▶ _THE PROBLEM_
Convert the listing below into a JSON list of strings, one string per line and no blank lines, starting at the line that contains "Question. For every instance of the laptop" and running through the end of the listing.

▶ _MATERIAL FOR THIS TASK_
● ● ● ● ● ● ●
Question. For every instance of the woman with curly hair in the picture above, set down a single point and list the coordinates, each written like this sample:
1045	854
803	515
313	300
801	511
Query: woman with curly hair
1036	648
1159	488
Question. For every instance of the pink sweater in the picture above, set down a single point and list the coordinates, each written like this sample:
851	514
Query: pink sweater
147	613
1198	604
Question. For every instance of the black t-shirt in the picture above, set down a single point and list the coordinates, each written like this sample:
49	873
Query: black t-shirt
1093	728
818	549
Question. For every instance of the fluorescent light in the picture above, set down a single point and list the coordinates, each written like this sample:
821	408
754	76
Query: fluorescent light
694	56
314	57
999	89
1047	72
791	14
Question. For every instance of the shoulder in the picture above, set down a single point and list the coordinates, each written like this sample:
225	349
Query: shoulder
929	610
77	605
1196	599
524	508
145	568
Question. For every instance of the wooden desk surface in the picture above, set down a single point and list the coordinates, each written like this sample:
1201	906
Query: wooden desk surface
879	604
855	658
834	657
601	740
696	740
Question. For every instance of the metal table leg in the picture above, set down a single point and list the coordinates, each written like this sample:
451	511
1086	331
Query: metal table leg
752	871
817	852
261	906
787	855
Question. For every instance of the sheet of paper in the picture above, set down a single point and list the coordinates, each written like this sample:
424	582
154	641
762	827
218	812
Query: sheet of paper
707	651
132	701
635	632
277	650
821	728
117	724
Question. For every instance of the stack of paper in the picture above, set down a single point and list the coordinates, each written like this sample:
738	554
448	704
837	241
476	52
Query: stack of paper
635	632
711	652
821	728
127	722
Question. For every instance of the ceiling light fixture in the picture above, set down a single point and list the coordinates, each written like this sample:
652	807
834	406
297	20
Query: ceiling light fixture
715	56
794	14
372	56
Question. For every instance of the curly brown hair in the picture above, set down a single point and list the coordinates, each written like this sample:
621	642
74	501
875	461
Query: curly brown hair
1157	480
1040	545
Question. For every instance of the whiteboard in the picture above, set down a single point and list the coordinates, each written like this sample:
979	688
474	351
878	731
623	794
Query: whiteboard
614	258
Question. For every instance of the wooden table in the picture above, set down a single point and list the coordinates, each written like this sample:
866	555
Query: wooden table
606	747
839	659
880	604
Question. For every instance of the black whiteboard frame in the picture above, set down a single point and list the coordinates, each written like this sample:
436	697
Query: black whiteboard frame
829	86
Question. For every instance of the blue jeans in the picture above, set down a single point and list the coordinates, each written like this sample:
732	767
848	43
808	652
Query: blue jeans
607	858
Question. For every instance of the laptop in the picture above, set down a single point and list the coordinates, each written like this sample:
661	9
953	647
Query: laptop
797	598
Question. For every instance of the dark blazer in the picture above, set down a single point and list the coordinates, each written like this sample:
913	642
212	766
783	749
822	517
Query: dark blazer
● ● ● ● ● ● ●
▶ _RESULT OF THE TASK_
[
  "Question. For every instance of the laptop in the picture above, set down a single point and list the coordinates, each written like this sample:",
  "661\t9",
  "953\t647",
  "Query: laptop",
  "797\t598",
  "Question. For every instance of the dark blazer in the picture above, set down a single point and list the coordinates, each written like this sample:",
  "913\t642",
  "212\t766",
  "783\t749",
  "822\t517",
  "Query: dark blazer"
]